• **TASK**:
Could you reproduce, unchanged, the lines of the material from the line with "# Target: metal crowd barrier" through the last line of the material, both ends included?

• **ENTRIES SHOWN**:
## START

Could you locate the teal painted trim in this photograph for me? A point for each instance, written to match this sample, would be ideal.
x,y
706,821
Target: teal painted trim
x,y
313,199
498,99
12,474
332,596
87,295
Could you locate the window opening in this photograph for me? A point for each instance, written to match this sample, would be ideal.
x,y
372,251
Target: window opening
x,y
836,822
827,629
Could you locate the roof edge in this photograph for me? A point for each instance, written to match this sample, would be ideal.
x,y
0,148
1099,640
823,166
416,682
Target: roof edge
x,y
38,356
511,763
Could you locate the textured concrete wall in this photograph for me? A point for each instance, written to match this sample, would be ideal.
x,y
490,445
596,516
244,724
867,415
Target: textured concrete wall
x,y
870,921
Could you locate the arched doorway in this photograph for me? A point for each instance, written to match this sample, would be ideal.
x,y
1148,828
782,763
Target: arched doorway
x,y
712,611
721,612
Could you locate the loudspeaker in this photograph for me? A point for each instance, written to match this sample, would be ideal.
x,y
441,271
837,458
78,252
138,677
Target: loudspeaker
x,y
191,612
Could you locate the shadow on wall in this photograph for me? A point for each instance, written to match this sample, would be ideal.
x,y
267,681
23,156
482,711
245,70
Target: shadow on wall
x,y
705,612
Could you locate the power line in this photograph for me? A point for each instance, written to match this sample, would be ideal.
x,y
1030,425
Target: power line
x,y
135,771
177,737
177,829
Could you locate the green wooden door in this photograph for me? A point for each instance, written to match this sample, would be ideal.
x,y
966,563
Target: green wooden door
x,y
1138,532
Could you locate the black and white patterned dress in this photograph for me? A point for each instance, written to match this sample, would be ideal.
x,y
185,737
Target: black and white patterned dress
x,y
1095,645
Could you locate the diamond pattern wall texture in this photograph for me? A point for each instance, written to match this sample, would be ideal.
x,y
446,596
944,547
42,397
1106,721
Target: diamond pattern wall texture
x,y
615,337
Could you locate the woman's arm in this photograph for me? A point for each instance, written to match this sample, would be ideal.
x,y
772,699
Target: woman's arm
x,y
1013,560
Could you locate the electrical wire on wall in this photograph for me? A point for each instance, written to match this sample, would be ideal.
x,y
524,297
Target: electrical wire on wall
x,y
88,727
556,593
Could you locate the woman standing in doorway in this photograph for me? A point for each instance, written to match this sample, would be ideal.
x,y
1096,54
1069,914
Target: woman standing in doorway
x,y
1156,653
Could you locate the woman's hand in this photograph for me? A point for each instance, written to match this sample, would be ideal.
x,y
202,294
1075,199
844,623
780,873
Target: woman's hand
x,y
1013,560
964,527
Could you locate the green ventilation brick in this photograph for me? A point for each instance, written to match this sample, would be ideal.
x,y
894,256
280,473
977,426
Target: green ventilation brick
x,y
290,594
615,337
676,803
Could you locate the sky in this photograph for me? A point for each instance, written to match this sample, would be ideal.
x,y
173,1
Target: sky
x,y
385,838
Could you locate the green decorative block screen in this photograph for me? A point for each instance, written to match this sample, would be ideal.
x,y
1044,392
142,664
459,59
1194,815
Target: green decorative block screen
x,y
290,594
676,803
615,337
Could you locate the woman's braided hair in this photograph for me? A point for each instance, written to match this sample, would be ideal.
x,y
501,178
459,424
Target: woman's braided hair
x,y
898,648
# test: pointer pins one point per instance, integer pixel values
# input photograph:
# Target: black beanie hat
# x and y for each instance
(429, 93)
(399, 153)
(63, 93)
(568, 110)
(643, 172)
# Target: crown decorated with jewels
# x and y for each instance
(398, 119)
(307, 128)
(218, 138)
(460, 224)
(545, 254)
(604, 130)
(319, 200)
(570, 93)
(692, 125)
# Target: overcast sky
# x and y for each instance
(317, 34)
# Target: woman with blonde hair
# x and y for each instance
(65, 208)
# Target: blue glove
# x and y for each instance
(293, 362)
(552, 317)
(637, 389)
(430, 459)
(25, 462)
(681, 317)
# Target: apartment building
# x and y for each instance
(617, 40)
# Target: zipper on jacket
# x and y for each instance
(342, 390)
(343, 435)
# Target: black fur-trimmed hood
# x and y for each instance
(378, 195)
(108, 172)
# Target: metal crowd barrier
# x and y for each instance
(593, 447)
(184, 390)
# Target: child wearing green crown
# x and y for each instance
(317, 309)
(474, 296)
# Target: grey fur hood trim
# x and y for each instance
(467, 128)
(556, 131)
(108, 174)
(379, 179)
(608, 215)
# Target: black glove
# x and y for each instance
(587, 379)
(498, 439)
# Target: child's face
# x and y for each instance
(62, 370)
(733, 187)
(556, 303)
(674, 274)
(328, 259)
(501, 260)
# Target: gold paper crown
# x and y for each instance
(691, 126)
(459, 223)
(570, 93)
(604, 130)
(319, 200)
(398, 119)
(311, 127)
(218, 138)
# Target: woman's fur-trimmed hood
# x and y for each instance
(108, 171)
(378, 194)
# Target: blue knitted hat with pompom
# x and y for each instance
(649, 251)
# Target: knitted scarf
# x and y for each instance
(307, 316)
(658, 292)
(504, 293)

## END

• **TASK RESULT**:
# Target: metal crowd barrier
# x and y for each instance
(593, 447)
(184, 390)
# Target: child wearing green crown
# x and y for each instance
(317, 309)
(474, 296)
# Target: grey fur hood trim
# x and y for each instance
(467, 128)
(556, 131)
(108, 174)
(379, 179)
(608, 215)
# Target: black glove
# x and y for each instance
(587, 379)
(498, 439)
# Target: child's face
# x and y for each instance
(62, 370)
(733, 187)
(556, 303)
(674, 274)
(328, 259)
(501, 260)
# Target: gold paper crown
# x and y for each instance
(691, 126)
(459, 223)
(570, 93)
(604, 130)
(319, 200)
(398, 119)
(311, 127)
(218, 138)
# Target: woman's fur-trimmed hood
# x and y for each instance
(108, 171)
(378, 194)
# Target: blue knitted hat with pompom
# x and y for each instance
(649, 251)
# Target: knitted scarf
# x and y for each instance
(307, 316)
(658, 292)
(504, 293)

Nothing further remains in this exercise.